_Entries on finding named objects_
* * * * * * * * *

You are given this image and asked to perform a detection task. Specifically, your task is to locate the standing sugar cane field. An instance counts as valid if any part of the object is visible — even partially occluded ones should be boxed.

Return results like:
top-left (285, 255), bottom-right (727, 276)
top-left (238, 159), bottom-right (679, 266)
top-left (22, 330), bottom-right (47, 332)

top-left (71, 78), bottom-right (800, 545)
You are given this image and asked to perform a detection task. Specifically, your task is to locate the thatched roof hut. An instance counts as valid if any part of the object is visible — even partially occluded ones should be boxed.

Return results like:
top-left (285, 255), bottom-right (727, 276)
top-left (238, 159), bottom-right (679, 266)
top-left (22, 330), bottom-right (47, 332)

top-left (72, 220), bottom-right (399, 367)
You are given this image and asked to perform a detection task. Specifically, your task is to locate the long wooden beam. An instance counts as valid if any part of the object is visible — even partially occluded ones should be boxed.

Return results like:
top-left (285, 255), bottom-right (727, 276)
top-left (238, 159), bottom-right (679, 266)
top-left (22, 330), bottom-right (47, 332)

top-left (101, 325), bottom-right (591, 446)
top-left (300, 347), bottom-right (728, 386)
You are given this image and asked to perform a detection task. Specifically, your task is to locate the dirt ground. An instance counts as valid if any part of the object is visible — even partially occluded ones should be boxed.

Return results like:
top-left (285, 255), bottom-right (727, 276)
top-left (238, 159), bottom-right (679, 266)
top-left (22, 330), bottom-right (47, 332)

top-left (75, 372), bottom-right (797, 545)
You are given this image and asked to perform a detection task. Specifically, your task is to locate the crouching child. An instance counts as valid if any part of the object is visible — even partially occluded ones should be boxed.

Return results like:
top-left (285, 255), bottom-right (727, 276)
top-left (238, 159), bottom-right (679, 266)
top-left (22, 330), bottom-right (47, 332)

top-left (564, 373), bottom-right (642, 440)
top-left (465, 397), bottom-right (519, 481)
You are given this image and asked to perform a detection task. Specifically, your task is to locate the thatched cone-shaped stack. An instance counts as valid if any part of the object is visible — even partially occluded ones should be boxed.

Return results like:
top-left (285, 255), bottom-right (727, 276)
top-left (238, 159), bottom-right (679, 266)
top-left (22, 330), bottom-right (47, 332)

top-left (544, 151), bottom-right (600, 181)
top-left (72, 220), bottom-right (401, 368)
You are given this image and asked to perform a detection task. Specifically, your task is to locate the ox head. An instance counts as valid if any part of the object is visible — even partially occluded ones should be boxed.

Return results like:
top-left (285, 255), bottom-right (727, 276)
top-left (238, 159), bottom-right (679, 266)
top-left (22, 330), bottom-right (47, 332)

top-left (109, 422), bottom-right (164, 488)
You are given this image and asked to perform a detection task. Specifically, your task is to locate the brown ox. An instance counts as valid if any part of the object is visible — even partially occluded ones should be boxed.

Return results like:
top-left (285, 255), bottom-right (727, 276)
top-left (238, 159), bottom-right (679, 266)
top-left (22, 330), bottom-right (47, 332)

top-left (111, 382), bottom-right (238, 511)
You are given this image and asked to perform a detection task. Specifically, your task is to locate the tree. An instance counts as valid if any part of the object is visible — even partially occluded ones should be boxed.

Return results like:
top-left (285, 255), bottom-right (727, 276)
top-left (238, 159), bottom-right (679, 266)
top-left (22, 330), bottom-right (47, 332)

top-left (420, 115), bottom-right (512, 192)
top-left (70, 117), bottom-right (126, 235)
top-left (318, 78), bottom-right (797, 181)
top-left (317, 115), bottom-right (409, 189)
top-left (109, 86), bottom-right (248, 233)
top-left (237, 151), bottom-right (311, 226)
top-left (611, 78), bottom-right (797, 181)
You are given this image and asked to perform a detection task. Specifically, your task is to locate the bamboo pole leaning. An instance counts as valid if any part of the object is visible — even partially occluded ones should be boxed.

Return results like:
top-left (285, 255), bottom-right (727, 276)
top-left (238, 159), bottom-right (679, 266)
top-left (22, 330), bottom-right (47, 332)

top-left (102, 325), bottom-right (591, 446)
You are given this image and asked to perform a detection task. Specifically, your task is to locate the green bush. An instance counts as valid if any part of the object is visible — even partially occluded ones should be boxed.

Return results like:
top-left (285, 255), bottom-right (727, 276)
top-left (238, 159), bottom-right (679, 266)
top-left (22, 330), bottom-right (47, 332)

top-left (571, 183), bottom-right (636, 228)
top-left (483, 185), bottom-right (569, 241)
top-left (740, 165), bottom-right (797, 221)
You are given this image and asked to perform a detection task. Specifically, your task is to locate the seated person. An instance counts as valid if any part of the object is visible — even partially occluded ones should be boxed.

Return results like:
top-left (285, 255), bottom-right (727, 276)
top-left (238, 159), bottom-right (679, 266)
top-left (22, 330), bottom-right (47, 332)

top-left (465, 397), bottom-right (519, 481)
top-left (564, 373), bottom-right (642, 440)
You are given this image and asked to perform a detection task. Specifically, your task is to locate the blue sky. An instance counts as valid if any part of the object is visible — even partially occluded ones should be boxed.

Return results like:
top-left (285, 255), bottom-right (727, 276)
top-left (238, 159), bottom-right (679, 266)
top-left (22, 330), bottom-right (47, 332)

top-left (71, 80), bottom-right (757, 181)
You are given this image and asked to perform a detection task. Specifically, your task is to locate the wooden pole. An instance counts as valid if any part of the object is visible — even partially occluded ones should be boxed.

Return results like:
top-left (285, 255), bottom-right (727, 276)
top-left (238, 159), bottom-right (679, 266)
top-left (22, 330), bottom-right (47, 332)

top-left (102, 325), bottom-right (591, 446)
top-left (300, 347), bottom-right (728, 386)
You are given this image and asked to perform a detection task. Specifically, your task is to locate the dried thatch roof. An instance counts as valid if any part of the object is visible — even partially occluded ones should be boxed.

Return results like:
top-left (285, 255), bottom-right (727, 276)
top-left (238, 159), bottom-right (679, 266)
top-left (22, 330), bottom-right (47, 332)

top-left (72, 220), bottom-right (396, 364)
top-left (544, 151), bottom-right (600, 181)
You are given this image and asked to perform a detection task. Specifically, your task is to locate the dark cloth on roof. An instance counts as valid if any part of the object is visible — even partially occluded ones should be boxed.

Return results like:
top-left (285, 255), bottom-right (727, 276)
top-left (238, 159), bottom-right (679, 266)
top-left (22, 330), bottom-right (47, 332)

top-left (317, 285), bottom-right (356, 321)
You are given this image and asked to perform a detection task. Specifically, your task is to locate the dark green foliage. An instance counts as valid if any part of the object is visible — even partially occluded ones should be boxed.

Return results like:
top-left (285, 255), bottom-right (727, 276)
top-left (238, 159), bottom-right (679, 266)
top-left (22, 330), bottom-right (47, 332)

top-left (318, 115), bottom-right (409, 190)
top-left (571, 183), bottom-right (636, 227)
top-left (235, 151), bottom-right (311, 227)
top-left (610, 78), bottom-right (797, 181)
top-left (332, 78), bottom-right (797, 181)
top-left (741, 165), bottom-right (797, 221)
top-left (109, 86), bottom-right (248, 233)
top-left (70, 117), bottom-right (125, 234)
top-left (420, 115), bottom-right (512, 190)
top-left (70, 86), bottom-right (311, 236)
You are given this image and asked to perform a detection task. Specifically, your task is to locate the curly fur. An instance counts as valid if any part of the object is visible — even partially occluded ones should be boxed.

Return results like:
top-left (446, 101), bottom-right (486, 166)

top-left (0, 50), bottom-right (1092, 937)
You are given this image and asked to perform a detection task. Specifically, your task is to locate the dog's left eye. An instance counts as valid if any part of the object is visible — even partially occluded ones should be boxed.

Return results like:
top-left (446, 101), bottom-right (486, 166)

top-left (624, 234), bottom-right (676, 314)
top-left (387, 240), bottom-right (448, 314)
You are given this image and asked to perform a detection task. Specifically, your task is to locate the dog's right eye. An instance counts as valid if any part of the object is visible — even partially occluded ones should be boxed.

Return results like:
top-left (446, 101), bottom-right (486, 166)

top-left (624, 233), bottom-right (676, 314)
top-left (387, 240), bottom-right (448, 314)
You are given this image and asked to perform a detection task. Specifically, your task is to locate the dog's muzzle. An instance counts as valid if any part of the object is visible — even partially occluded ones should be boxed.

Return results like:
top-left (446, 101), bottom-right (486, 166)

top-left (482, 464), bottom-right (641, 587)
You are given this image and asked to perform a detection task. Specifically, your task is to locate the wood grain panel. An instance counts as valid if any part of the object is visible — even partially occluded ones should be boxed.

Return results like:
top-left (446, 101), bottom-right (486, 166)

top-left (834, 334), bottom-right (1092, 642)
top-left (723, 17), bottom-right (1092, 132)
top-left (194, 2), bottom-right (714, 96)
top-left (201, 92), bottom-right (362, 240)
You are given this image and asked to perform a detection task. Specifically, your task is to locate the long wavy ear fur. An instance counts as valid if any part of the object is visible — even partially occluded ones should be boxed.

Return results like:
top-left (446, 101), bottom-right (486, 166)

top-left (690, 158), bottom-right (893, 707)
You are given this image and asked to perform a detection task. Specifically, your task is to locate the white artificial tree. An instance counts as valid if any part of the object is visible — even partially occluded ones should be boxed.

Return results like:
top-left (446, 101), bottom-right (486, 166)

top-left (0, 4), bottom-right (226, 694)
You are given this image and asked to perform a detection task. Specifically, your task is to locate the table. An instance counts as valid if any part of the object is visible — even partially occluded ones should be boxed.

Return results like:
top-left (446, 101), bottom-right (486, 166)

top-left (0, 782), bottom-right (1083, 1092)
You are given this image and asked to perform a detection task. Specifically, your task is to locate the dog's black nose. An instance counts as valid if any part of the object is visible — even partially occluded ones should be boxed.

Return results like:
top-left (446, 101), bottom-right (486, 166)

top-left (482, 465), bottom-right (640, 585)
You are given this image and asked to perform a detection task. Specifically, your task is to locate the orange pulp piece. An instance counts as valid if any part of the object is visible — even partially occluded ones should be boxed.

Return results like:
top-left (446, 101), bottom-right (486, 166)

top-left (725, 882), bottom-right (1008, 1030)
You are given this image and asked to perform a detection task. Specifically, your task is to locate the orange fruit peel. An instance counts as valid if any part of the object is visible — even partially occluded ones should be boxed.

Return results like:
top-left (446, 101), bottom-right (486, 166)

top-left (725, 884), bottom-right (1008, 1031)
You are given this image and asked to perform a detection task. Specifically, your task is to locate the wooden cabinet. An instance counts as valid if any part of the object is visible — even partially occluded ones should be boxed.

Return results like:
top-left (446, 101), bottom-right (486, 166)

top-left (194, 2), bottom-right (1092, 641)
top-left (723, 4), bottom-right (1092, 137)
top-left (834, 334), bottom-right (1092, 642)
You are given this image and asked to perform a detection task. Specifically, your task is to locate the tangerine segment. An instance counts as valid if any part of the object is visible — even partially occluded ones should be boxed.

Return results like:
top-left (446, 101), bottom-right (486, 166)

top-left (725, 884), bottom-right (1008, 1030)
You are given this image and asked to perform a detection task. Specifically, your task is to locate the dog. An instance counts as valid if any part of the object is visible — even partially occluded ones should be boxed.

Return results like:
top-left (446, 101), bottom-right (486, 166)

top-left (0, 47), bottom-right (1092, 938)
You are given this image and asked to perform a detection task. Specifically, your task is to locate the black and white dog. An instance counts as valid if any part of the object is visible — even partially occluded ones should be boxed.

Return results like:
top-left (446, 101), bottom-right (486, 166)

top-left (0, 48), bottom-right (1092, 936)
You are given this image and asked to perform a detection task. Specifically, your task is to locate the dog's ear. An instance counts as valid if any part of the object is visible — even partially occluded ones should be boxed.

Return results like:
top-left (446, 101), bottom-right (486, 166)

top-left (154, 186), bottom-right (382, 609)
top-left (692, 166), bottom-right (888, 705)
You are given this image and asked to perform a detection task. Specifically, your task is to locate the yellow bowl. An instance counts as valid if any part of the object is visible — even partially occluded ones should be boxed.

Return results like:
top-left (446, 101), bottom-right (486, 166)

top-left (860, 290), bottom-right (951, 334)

* * * * * * * * *

_Instructions for the task_
Identify every line in the records that contains the word "leaning", and copy each of those lines out in full.

_Task response_
You are given this image and asked to perform a detection task. Specifically, your task is to locate the bamboo pole leaning. An instance counts as valid if any part of the object is visible — even partially occluded ones should be boxed.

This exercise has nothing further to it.